*Your objective:* Could you recast the lines starting at the one containing "For every instance of the thin" and ending at the one containing "pixel 239 164", both included, as a JSON list of strings with one string per line and blank lines left out?

*Exercise material:*
┌──
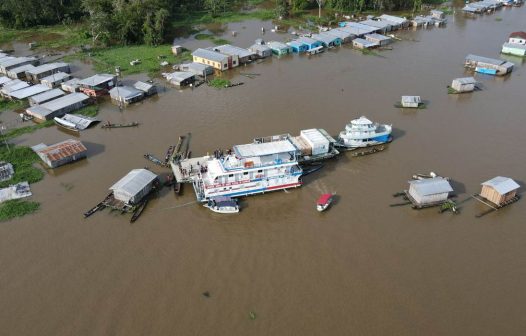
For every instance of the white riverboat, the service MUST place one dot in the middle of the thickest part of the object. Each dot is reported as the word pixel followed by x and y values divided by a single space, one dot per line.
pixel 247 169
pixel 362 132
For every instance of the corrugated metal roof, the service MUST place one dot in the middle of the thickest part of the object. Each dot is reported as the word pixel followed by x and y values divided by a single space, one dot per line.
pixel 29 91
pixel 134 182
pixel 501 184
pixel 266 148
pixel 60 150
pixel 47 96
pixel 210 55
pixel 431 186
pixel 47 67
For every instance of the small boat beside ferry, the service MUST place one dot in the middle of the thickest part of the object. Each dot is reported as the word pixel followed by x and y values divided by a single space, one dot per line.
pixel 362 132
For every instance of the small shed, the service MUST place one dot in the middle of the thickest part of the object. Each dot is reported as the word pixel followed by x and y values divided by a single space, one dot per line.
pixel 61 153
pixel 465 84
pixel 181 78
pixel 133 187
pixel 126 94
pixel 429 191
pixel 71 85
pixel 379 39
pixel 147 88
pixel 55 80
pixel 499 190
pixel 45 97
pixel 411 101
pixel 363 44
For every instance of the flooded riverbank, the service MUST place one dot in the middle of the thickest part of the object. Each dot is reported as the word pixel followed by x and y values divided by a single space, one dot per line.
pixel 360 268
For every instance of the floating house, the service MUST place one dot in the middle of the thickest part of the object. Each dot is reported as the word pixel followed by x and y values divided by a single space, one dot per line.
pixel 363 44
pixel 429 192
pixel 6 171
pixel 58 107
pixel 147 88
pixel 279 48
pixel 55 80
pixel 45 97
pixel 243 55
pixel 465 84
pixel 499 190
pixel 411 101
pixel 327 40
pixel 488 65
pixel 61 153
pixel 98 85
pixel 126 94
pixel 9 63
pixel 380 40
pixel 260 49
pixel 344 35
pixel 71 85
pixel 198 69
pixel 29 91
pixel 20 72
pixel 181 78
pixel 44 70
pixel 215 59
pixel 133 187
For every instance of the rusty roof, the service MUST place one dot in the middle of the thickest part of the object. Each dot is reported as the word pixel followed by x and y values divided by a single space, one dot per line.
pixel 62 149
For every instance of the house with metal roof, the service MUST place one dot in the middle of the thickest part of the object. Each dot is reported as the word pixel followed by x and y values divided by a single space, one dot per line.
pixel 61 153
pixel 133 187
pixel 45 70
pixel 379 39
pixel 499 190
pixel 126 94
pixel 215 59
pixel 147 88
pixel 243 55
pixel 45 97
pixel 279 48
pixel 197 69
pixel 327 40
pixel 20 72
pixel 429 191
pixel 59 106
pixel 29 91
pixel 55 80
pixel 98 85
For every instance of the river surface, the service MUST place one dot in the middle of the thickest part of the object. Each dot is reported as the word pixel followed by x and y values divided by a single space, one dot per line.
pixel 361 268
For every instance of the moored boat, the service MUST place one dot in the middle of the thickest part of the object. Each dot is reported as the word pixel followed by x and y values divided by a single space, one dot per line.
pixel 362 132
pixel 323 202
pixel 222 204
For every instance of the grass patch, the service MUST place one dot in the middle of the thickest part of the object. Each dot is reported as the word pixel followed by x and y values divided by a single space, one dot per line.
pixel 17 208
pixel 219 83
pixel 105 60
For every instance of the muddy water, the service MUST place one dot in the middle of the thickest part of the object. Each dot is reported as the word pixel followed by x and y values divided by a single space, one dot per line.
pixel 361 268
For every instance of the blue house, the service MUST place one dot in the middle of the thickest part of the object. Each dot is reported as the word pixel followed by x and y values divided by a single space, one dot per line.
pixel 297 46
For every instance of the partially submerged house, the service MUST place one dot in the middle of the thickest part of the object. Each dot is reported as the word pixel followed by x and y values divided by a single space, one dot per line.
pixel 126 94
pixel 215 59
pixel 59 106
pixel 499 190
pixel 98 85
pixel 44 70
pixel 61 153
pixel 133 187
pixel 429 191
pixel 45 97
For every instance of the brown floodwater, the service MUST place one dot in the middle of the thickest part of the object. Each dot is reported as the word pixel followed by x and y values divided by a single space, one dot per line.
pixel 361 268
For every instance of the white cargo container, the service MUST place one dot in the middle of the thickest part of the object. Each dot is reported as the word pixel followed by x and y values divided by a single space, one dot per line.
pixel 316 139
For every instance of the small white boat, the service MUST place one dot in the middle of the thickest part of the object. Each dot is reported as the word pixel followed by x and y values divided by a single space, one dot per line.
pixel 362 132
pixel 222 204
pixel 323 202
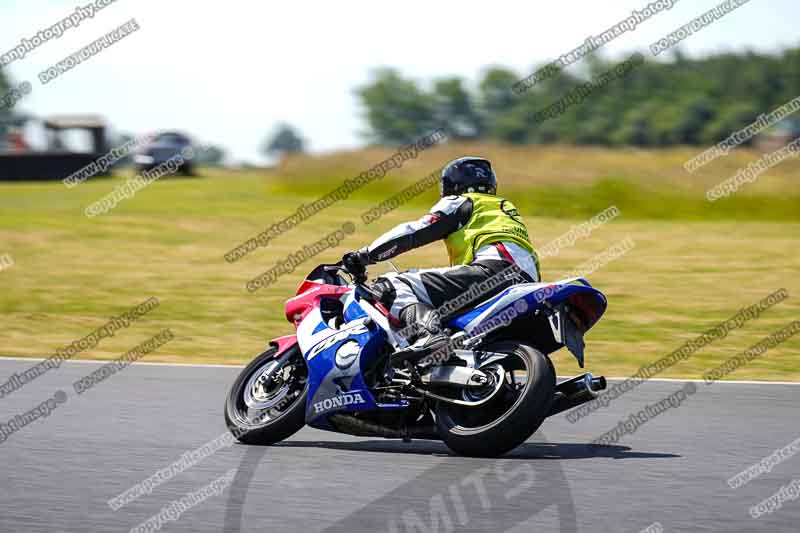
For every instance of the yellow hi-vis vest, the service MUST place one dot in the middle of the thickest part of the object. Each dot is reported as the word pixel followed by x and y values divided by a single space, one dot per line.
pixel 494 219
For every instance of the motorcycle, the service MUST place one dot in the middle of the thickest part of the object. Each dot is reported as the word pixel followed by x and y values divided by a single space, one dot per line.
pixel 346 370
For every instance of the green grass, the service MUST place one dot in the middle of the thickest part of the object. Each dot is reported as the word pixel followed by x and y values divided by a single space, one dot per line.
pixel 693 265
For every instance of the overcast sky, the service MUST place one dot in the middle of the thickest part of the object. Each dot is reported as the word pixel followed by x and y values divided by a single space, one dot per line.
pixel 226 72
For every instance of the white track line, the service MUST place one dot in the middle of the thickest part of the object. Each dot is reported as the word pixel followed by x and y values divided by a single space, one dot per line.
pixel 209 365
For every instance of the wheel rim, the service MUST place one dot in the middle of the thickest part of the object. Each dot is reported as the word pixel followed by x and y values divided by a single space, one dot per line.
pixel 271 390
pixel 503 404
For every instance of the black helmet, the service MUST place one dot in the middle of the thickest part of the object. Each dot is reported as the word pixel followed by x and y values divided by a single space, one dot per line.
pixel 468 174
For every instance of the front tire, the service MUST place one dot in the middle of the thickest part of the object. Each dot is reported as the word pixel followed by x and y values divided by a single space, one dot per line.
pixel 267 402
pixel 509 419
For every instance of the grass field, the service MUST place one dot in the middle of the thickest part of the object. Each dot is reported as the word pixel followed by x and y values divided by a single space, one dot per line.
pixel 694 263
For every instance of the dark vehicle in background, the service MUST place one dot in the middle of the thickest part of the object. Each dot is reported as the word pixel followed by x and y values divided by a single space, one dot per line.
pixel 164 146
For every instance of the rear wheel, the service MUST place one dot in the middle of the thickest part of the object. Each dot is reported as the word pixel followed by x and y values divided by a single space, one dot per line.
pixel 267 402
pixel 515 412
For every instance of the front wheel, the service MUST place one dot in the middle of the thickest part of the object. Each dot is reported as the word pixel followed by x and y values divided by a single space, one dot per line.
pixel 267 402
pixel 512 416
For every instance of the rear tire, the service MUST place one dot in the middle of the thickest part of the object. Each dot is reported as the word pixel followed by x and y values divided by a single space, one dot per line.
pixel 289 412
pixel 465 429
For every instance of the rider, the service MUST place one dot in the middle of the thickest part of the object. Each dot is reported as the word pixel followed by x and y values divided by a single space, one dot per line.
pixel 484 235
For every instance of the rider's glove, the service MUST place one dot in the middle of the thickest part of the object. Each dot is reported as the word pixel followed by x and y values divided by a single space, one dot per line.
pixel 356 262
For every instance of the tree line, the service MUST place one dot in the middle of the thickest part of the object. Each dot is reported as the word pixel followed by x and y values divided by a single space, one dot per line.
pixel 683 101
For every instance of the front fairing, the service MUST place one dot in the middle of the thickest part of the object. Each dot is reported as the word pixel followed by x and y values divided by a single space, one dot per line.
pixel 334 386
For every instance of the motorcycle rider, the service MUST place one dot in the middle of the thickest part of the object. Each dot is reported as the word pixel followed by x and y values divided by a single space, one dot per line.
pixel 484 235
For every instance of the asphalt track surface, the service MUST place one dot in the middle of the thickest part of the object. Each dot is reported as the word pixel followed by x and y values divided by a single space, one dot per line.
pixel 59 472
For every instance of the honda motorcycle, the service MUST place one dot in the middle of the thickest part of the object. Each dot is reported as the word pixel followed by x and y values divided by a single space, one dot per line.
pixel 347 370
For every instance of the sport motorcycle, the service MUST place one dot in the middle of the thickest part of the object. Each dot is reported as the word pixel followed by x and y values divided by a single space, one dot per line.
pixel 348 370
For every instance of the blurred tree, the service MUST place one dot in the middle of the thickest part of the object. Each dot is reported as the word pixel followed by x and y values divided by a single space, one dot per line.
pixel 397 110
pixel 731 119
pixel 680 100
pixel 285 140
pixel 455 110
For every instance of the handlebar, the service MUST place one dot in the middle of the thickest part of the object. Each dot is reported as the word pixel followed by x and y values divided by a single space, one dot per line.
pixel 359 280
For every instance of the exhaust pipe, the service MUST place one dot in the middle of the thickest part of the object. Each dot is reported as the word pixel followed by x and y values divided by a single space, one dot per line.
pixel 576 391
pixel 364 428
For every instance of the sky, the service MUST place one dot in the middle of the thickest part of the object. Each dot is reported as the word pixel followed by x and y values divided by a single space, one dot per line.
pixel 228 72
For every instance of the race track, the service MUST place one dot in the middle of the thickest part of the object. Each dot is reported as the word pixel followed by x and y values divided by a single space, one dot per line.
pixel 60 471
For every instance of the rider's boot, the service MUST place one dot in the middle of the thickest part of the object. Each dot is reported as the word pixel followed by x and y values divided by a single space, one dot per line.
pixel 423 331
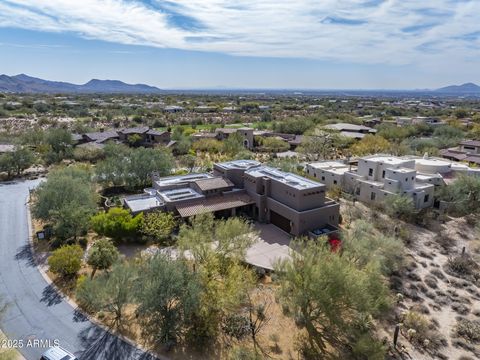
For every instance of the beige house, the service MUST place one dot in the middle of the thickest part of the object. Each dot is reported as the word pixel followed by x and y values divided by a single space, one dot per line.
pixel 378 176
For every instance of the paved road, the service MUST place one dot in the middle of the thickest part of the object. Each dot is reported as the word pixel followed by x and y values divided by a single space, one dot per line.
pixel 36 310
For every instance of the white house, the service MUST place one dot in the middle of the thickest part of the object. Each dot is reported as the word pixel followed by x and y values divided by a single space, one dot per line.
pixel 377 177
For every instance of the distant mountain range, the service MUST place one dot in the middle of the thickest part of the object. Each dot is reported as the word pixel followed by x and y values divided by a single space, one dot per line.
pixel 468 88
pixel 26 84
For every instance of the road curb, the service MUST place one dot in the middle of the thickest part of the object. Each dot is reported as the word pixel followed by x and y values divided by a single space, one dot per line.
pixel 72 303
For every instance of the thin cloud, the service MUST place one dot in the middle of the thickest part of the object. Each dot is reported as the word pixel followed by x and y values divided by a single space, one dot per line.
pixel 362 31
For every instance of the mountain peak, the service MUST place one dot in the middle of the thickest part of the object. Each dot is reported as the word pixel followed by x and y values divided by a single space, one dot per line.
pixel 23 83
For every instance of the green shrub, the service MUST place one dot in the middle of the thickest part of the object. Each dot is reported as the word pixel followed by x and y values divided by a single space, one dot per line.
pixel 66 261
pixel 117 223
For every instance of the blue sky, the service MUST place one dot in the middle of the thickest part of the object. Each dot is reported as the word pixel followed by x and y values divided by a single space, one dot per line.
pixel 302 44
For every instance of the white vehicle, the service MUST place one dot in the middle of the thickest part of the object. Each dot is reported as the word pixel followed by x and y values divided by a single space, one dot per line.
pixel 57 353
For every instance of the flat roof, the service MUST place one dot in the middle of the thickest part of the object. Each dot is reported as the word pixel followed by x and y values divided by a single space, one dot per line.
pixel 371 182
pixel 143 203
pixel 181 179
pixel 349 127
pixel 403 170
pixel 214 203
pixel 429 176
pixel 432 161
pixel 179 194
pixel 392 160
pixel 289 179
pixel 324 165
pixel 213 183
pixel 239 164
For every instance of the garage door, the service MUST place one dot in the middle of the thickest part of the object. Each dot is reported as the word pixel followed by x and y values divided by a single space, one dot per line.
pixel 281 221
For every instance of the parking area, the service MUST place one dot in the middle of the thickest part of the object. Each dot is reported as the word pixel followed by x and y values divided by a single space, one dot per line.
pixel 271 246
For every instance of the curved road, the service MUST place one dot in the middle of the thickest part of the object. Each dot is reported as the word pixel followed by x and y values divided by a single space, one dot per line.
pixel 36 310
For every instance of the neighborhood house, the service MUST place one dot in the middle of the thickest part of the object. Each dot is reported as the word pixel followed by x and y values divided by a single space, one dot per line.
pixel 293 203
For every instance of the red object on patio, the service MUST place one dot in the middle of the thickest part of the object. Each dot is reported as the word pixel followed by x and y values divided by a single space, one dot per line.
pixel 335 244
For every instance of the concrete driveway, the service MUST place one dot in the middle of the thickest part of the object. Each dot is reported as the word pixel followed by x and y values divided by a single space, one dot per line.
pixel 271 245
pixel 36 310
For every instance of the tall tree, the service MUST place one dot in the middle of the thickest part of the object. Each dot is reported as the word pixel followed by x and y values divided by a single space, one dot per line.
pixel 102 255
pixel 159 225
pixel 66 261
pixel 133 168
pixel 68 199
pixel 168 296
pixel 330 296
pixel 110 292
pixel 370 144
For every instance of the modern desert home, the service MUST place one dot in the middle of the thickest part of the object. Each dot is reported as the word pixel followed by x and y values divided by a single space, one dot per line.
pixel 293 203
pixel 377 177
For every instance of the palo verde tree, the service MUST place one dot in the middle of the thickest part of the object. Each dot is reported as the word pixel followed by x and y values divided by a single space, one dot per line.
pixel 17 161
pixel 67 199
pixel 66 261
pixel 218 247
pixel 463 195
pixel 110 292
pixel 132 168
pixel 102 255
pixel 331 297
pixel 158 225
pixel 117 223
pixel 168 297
└──
*Answer to the exercise:*
[
  "For every instance of the thin cloud, the service MUST place one dot in the middle of the thickest part of the object. Each dot is reported as the word pixel followed by x and y values divided by a single space, one dot per line.",
  "pixel 362 31",
  "For every instance of the mountain peak, the service MUST place one dot in the middle of the thickest part of the object. Each dot is reported as the word pixel followed by x and y values divided by a single space, one dot per line.",
  "pixel 23 83",
  "For every instance of the green shrub, the service MUST place one dot in the middle of the thickest part of the object. Each dot is reported as the word pixel followed by x and y values divided by a single space, one dot per line.",
  "pixel 66 261",
  "pixel 117 223",
  "For every instance of the blue sky, the service MUST place one dot in the middle of the thickest part of the object. Each dot is reported as the word pixel followed by x and y values divided by a single space, one dot per line.",
  "pixel 302 44",
  "For every instance of the white vehicle, the service MUST place one dot in the middle of the thickest part of the object. Each dot is reported as the word pixel followed by x and y values divided by a single space, one dot per line.",
  "pixel 57 353",
  "For every instance of the flat roof, the service MUST place one dot in the middle of the thickest part of the object. Each dot is reported as the word pixel followed by x and y values divided by a single space, one dot per line.",
  "pixel 371 182",
  "pixel 143 203",
  "pixel 181 179",
  "pixel 349 127",
  "pixel 403 170",
  "pixel 214 203",
  "pixel 429 176",
  "pixel 432 161",
  "pixel 179 194",
  "pixel 392 160",
  "pixel 289 179",
  "pixel 324 165",
  "pixel 213 183",
  "pixel 239 164"
]